- _Consigna 1_:
Según el fragmento seleccionado, ¿qué medios utilizaba Benito Nardone a fines de los 50?
- _Consigna 2_:
Indica si cada afirmación coincide con el fragmento seleccionado y justifica cada respuesta con una cita literal. (a) La muerte de Nardone fue prematura. (b) La última campaña política no recurrió a la inteligencia artificial. (c) Graciela Bianchi figura entre los actores de las derechas uruguayas mencionados.
- _Consigna 3_:
Prolonga el fragmento seleccionado, sobre la espectacularización de la política en Uruguay, a partir de su última oración.

- _Fragmento seleccionado_:
================================

En nuestro país, desde tiempos de Benito Nardone no se encontraba un actor político que ascendiera con base en la espectacularización de la política. A fines de los 50, Nardone se había transformado en lo que hoy llamaríamos un influencer, pero con otras redes: Radio Rural y Diario Rural. La prematura muerte de Nardone frenó el impulso de una figura y una forma de hacer política. Parecía que en Uruguay todo quedaría allí.

Hoy y ayer, el concepto de batalla cultural en el escenario político ha implicado la utilización intensa del odio, la ira y el miedo en el discurso político, enmarcado dentro de un fuerte conspiracionismo.

Sin embargo, nuestra última campaña política mostró un uso complejo de las redes y de la propia inteligencia artificial (IA). Nos encontramos con las fake news y la espectacularización de la política: desde acusaciones de violación al uso de la IA para ridiculizar a un candidato, pasando por discursos y spots cargados de cierta banalización del espacio político y los políticos. Parecía que nos encontrábamos con una novedad en la forma de hacer política, parafraseando a Andrés Ojeda: “Una nueva forma de hacer política que... ¿llegó para quedarse?”.

Ciertos aspectos de la espectacularización de la política, y el uso de las emociones en ella, se venían dando desde intervenciones de diversos actores de las derechas uruguayas: Graciela Bianchi, Sebastián da Silva, Guido Manini Ríos y Alberto Domenech, entre otros, aparecen como los más destacados, así como el propio Ojeda a partir de su candidatura.

================================

- _Material_:
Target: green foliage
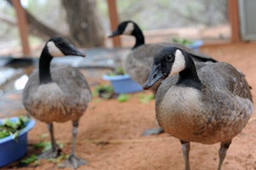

================================

- _Respuesta correcta 1_:
Radio Rural y Diario Rural.

- _Respuesta correcta 2_:
(a) Sí: "La prematura muerte de Nardone frenó el impulso de una figura y una forma de hacer política."
(b) No: "nuestra última campaña política mostró un uso complejo de las redes y de la propia inteligencia artificial (IA)".
(c) Sí: "Graciela Bianchi, Sebastián da Silva, Guido Manini Ríos y Alberto Domenech, entre otros, aparecen como los más destacados".

- _Respuesta correcta 3_:
La pregunta que nos restaba contestar era qué pasaría luego de las elecciones. Algunas respuestas eran previsibles, pero otras sorprendieron: la derrota frente a una supuesta batalla cultural por parte de la derecha (a manos del “marxismo cultural”) se esgrimió como principal factor de la derrota electoral. Que figuras como Manini o Bianchi se adhieran y expliciten esta postura no extraña; de hecho, Manini reflotó el propio argumento sanguinettista al explicar la derrota electoral mediante el argumento de que los jóvenes son influenciados por los docentes (de izquierda), y que el sistema educativo es un centro promotor de una cultura de izquierda que genera réditos electorales. Nada nuevo aún.

Lo que sorprende es que una figura como Beatriz Argimón haya promovido la circulación de la misma idea. Que una figura conciliadora, de larga trayectoria de negociación dentro del Parlamento, haya optado por transitar por este camino debería hacernos prestar atención sobre la radicalización de sectores de las derechas, por lo menos circunstancialmente. El corrimiento hacia la derecha, y el alejamiento del centro, genera un mayor riesgo de canalización de estos discursos dicotómicos centrados en las ideas de batalla cultural, marxismo cultural, ideología de género, etcétera.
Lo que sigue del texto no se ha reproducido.